* _Artikel_:
§
FUHum UIN Walisongo Gelar Seminar Internasional Angkat Tema Tasawuf dan Tafsir Isyari untuk Moderasi Beragama

[:id]

UIN Walisongo Online: Semarang – Fakultas Ushuluddin dan Humaniora (FUHum) UIN Walisongo bekerjasama dengan Islamic Cultural Center (ICC) Jakarta, Republik Islam Iran menyelenggarakan seminar Internasional secara virtual, Selasa (27/10/20).

Acara yang bertema “Tasawuf dan Tafsir Isyari untuk Moderasi Beragama” diselenggarakan di Gedung ICT UIN Walisongo. Menghadirkan narasumber dari berbagai negara, materi dipaparkan secara virtual dari negara masing-masing.

Menurut Ketua Panitia, Dr. Mohamad Sobirin, tema di atas diangkat sebagai salah satu bahan kajian berbasisi moderasi beragama dan bervisi perdamian dunia.

“Sebagai kajian utama Prodi S2 IAT FUHum dan Jurnal Internasional Teosofia tentang tafsir isyari dan tasawuf berbasis moderasi beragama dan bervisi perdamain dunia. Selain itu, juga sebagai bahan kajian pendirian pusat budaya dan bahasa Persia serta Pusat Studi Filsafat dan Tasawuf di UIN Walisongo oleh ICC, Republik Islam Iran,” terangnya.

Tepat pukul 1 siang WIB, acara dimulai. Setelah peserta menyanyikan lagu Indonesia Raya, Dekan FUHum Dr. H. Hasyim Muhammad menyampaikan sambutan. Sementara Sambutan kedua disampaikan ICC Prof. Dr. Abdul Majid Hakimelahi. Rektor UIN Walisongo Prof. Dr. H. Imam Taufiq, M.Ag dalam kesempatan ini juga memberikan sambutan sekaligus membuka acara.
§
* _Materi yang Disediakan_:
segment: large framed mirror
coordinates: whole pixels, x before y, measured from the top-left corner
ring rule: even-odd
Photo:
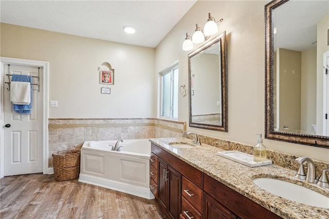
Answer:
[[[265,9],[265,138],[329,149],[329,1]]]
[[[190,126],[227,132],[226,32],[188,55]]]

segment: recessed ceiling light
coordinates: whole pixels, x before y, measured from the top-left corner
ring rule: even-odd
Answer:
[[[125,26],[122,27],[124,32],[127,33],[133,34],[136,32],[136,27],[133,26]]]

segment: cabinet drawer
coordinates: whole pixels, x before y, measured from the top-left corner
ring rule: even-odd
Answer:
[[[150,165],[150,176],[154,180],[156,184],[158,184],[158,170],[153,165]]]
[[[202,215],[184,197],[181,198],[181,215],[186,219],[202,218]]]
[[[150,164],[154,167],[156,170],[158,170],[158,156],[153,153],[151,153],[151,157],[150,158]]]
[[[153,179],[150,178],[150,189],[151,191],[155,196],[155,198],[158,198],[158,185],[155,183]]]
[[[198,211],[202,212],[202,190],[184,177],[181,194]]]

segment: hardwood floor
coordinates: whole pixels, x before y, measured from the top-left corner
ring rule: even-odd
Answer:
[[[0,179],[1,218],[164,218],[149,200],[78,178],[56,181],[53,175],[28,174]]]

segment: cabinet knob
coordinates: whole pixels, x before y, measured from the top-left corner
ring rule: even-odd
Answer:
[[[188,194],[188,195],[190,197],[192,197],[193,195],[194,195],[194,194],[190,194],[190,193],[189,192],[189,190],[188,189],[184,189],[184,192]]]
[[[186,215],[188,219],[192,219],[194,218],[194,217],[193,216],[190,216],[190,215],[189,215],[189,214],[188,214],[188,213],[189,213],[188,211],[183,211],[183,212],[184,213],[184,214]]]

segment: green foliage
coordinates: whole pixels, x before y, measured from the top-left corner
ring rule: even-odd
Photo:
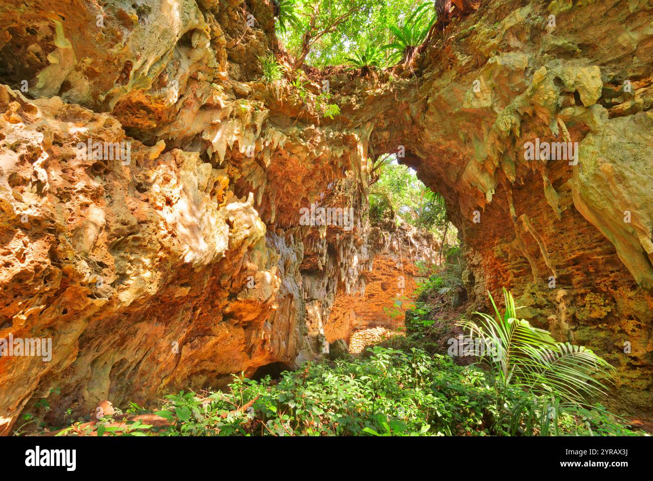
§
* _Tujuan A_: Menurut ketua panitia dalam artikel tentang seminar internasional FUHum UIN Walisongo, mengapa tema "Tasawuf dan Tafsir Isyari untuk Moderasi Beragama" diangkat? Jawab dalam satu sampai tiga kalimat.
* _Tujuan B_: Tulis ulang semua baris dari seluruh entri, termasuk permintaannya, dengan menambahkan 120 pada setiap koordinat di bagian jawaban. Jangan sertakan gambarnya.

* _Hasil yang Benar A_: Menurut Dr. Mohamad Sobirin, tema itu diangkat sebagai bahan kajian berbasis moderasi beragama yang bervisi perdamaian dunia. Tema ini menjadi kajian utama Prodi S2 IAT FUHum dan Jurnal Internasional Teosofia. Tema ini juga menjadi bahan kajian pendirian pusat budaya dan bahasa Persia serta Pusat Studi Filsafat dan Tasawuf di UIN Walisongo oleh ICC, Republik Islam Iran.

* _Hasil yang Benar B_:
segment: large framed mirror
coordinates: whole pixels, x before y, measured from the top-left corner
ring rule: even-odd
Photo:
Answer:
[[[385,129],[385,258],[449,269],[449,121]]]
[[[310,246],[347,252],[346,152],[308,175]]]

segment: recessed ceiling light
coordinates: whole pixels, x before y, measured from the top-left corner
ring rule: even-odd
Answer:
[[[245,146],[242,147],[244,152],[247,153],[253,154],[256,152],[256,147],[253,146]]]

segment: cabinet drawer
coordinates: whole pixels, x before y, measured from the top-left corner
ring rule: even-odd
Answer:
[[[270,285],[270,296],[274,300],[276,304],[278,304],[278,290],[273,285]]]
[[[322,335],[304,317],[301,318],[301,335],[306,339],[322,338]]]
[[[270,284],[274,287],[276,290],[278,290],[278,276],[273,273],[271,273],[271,277],[270,278]]]
[[[273,299],[270,298],[270,309],[271,311],[275,316],[275,318],[278,318],[278,305],[275,303]]]
[[[318,331],[322,332],[322,310],[304,297],[301,314]]]

segment: hardwood floor
coordinates: whole pixels, x before y, measured from the top-left corner
ring rule: even-odd
Answer:
[[[120,299],[121,338],[284,338],[269,320],[198,298],[176,301],[173,295],[148,294]]]

segment: cabinet knob
coordinates: whole pixels, x before y, measured from the top-left corner
ring rule: even-odd
Answer:
[[[308,314],[308,315],[310,317],[312,317],[313,315],[314,315],[314,314],[310,314],[310,313],[309,312],[309,310],[308,309],[304,309],[304,312]]]
[[[306,335],[308,339],[312,339],[314,338],[314,337],[313,336],[310,336],[310,335],[309,335],[309,334],[308,334],[308,333],[309,333],[308,331],[303,331],[303,332],[304,333],[304,334]]]

segment: green foliage
coordinates: whole pixels, x before y, measured from the top-left corner
ring rule: even-odd
Photo:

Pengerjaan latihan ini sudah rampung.